--- START TEXT EXCERPT ---
For the quarter, Disney reported a 34% rise in revenue due to the integration of its $71 billion 20th Century Fox acquisition (Disney closed its Fox deal on March) and multibillion-dollar blockbuster successes such as "The Lion King" and "Aladdin." Also, Disney reported strong profits in its Parks and Resorts business.

However, the entertainment company reported significant profit declines in its online projects. Disney’s Direct-to-Consumer & International business, which includes a 60% stake in Hulu, ESPN+ and Disney+, recorded a $740 million loss in the fourth quarter alone, amounting to $1.8 billion in losses so far for the fiscal year. The media giant reported an 85% decline in free cash flow for the year, down to $1.1 billion from $9.8 billion a year ago.
--- END TEXT EXCERPT ---
--- START DATA EXTRACT ---
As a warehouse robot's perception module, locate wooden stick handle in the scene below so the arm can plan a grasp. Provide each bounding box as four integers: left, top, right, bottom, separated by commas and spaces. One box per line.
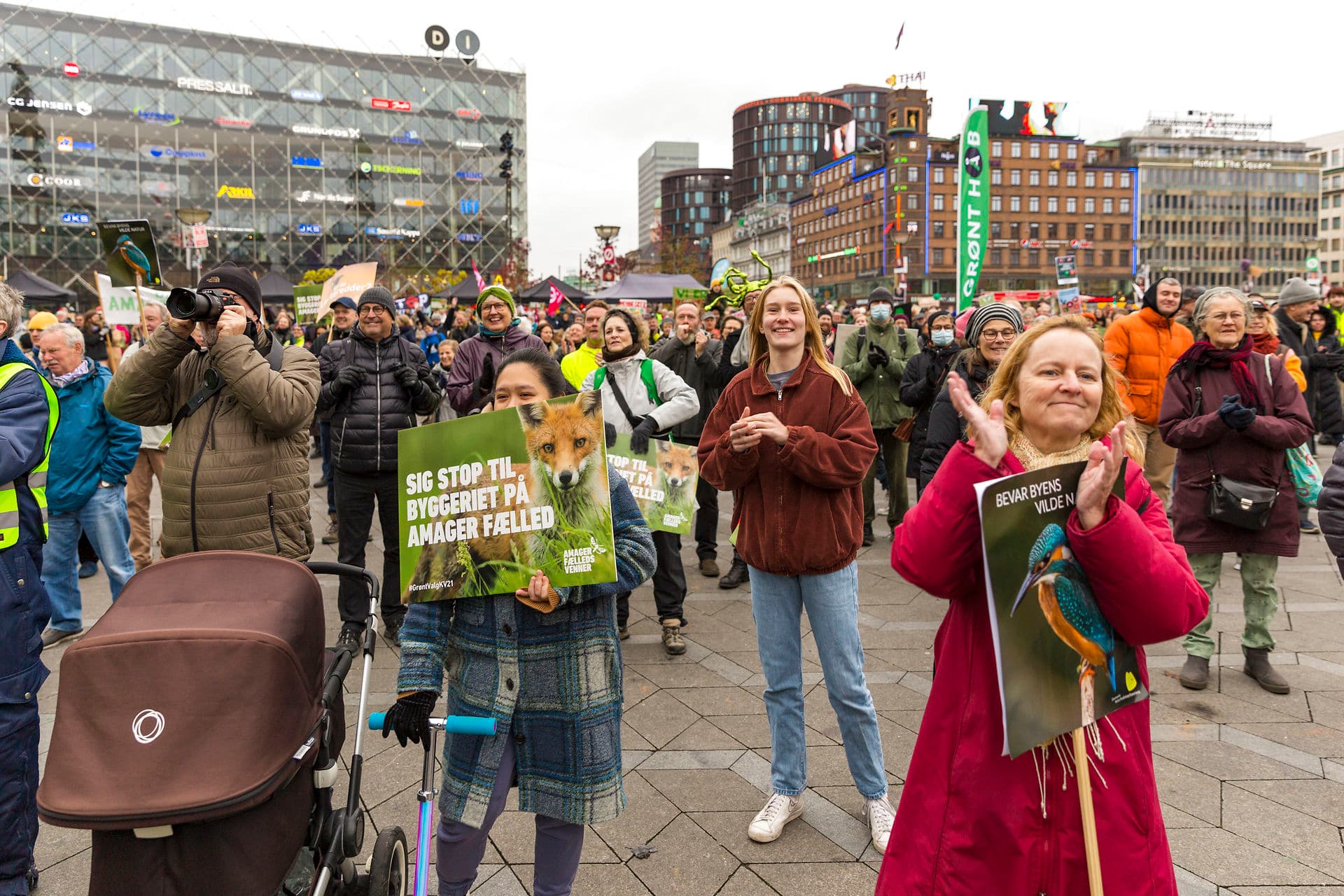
1074, 728, 1102, 896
--- END DATA EXTRACT ---
EXERCISE SET:
a) In the Disney earnings excerpt, what was the fourth-quarter loss of the Direct-to-Consumer & International business?
b) Using the Disney earnings excerpt, explain why Disney's quarterly revenue rose 34%.

SOLUTIONS TO THE PROBLEMS:
a) $740 million.

b) The 34% rise came from integrating the $71 billion 20th Century Fox acquisition, which closed in March. It also came from multibillion-dollar blockbuster successes such as "The Lion King" and "Aladdin."